** start **

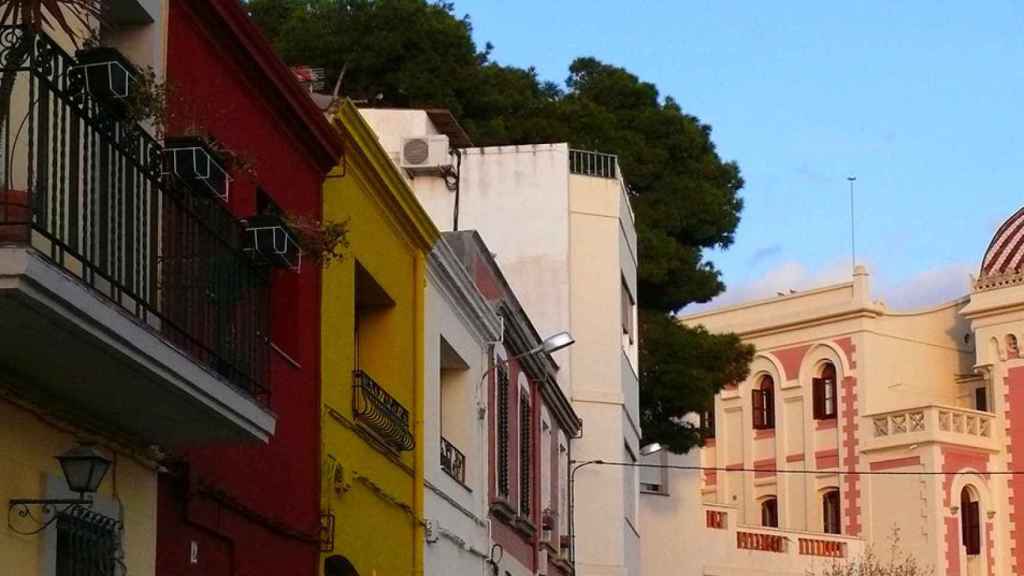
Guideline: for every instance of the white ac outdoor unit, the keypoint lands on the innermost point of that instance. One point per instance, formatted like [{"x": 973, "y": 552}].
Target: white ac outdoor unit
[{"x": 426, "y": 155}]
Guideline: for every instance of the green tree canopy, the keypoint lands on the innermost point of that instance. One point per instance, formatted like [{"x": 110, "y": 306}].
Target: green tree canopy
[{"x": 420, "y": 53}]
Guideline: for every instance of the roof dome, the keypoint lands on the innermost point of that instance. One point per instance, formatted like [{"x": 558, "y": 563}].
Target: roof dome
[{"x": 1006, "y": 252}]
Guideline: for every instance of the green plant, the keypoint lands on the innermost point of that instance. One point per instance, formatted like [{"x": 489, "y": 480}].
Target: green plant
[
  {"x": 324, "y": 241},
  {"x": 899, "y": 563}
]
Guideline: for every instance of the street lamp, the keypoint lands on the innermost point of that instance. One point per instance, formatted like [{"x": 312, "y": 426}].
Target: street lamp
[
  {"x": 84, "y": 468},
  {"x": 647, "y": 450}
]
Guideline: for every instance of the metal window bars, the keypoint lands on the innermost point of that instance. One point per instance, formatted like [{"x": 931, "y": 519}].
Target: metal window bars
[
  {"x": 453, "y": 461},
  {"x": 86, "y": 190},
  {"x": 374, "y": 407}
]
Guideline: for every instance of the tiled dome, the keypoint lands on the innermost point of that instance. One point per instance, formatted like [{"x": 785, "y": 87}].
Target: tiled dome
[{"x": 1006, "y": 253}]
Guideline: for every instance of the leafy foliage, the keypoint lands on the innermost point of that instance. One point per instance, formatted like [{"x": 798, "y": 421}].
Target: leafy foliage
[
  {"x": 899, "y": 563},
  {"x": 420, "y": 53}
]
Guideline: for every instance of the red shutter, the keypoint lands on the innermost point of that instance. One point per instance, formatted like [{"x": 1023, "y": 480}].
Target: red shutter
[
  {"x": 758, "y": 404},
  {"x": 818, "y": 393}
]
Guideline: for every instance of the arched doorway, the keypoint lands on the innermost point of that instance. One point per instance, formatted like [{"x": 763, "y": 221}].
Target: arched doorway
[{"x": 339, "y": 566}]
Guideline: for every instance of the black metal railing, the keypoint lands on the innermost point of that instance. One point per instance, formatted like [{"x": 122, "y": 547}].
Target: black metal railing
[
  {"x": 381, "y": 412},
  {"x": 453, "y": 461},
  {"x": 87, "y": 190},
  {"x": 596, "y": 164}
]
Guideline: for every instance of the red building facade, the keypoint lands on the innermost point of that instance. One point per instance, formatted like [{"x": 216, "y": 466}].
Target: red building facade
[
  {"x": 252, "y": 509},
  {"x": 530, "y": 425}
]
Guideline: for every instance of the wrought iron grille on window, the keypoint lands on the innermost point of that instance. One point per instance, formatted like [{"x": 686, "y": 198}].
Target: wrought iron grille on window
[
  {"x": 87, "y": 543},
  {"x": 87, "y": 189},
  {"x": 503, "y": 432},
  {"x": 373, "y": 406},
  {"x": 453, "y": 461},
  {"x": 525, "y": 447}
]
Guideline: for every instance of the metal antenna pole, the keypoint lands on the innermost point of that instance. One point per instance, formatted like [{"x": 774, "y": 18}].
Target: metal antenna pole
[{"x": 853, "y": 237}]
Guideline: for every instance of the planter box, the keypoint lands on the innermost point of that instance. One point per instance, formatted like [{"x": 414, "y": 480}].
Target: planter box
[
  {"x": 195, "y": 162},
  {"x": 109, "y": 77},
  {"x": 269, "y": 239},
  {"x": 15, "y": 215}
]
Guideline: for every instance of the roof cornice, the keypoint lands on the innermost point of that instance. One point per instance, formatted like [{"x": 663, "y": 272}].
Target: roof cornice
[
  {"x": 227, "y": 24},
  {"x": 368, "y": 151}
]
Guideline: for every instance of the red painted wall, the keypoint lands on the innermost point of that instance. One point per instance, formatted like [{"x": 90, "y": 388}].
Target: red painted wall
[{"x": 251, "y": 509}]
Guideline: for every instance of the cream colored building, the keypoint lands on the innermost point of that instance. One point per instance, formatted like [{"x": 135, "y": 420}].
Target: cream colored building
[
  {"x": 560, "y": 223},
  {"x": 855, "y": 421}
]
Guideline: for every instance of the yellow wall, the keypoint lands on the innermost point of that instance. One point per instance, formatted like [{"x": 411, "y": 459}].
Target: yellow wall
[
  {"x": 375, "y": 493},
  {"x": 28, "y": 447}
]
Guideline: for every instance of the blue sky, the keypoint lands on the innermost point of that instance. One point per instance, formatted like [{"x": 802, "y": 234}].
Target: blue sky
[{"x": 921, "y": 100}]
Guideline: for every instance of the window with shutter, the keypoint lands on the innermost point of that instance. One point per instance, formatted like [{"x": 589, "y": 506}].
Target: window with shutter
[
  {"x": 769, "y": 512},
  {"x": 503, "y": 430},
  {"x": 525, "y": 448},
  {"x": 830, "y": 511},
  {"x": 758, "y": 408},
  {"x": 970, "y": 523}
]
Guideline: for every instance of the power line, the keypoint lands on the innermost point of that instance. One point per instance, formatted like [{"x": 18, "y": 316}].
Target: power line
[{"x": 801, "y": 471}]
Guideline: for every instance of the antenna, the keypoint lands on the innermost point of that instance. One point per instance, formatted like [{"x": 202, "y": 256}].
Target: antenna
[{"x": 853, "y": 237}]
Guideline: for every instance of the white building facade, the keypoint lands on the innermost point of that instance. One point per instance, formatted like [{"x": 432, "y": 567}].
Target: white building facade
[
  {"x": 857, "y": 422},
  {"x": 562, "y": 230},
  {"x": 460, "y": 328}
]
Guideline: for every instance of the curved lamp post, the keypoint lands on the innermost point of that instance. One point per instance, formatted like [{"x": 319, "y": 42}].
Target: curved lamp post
[
  {"x": 644, "y": 451},
  {"x": 84, "y": 468}
]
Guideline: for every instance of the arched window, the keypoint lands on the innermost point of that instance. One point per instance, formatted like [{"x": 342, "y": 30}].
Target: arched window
[
  {"x": 763, "y": 404},
  {"x": 769, "y": 512},
  {"x": 339, "y": 566},
  {"x": 823, "y": 388},
  {"x": 830, "y": 511},
  {"x": 971, "y": 522}
]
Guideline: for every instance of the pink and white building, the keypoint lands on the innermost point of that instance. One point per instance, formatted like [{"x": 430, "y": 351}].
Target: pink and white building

** end **

■ REQUIREMENTS
Exactly reproduce the lines that run from the line with "Guideline: for every instance of the antenna, the" through the last line of the records, inclusive.

■ THE ANSWER
Guideline: for every instance of the antenna, the keypoint lands on the innermost point of that instance. One point per instance, formatted like [{"x": 202, "y": 256}].
Target: antenna
[{"x": 853, "y": 237}]
Guideline: for every instance of the white building facade, the keypoint lands on the innermost point of that instance. One point per instance, formatted like [{"x": 432, "y": 567}].
Target: white building facade
[
  {"x": 857, "y": 422},
  {"x": 562, "y": 230},
  {"x": 460, "y": 328}
]
Guideline: for every instance of the curved lamp post, the keypoint lands on the innermost point of that instance. One point per instance, formatted like [{"x": 319, "y": 42}].
Target: curved lamp post
[
  {"x": 644, "y": 451},
  {"x": 84, "y": 468}
]
Guideline: for every instance of the arched window, the keypoint lands on the innermost point of that instance. One point per instance, formatted like [{"x": 342, "y": 30}].
Target: arched window
[
  {"x": 763, "y": 404},
  {"x": 769, "y": 512},
  {"x": 339, "y": 566},
  {"x": 823, "y": 388},
  {"x": 830, "y": 511},
  {"x": 971, "y": 522}
]
Guideline: for every instance of the pink and white building, the keypoint lands on the innermost point of that instance. One point per instance, formatted like [{"x": 430, "y": 351}].
Target: pink and white building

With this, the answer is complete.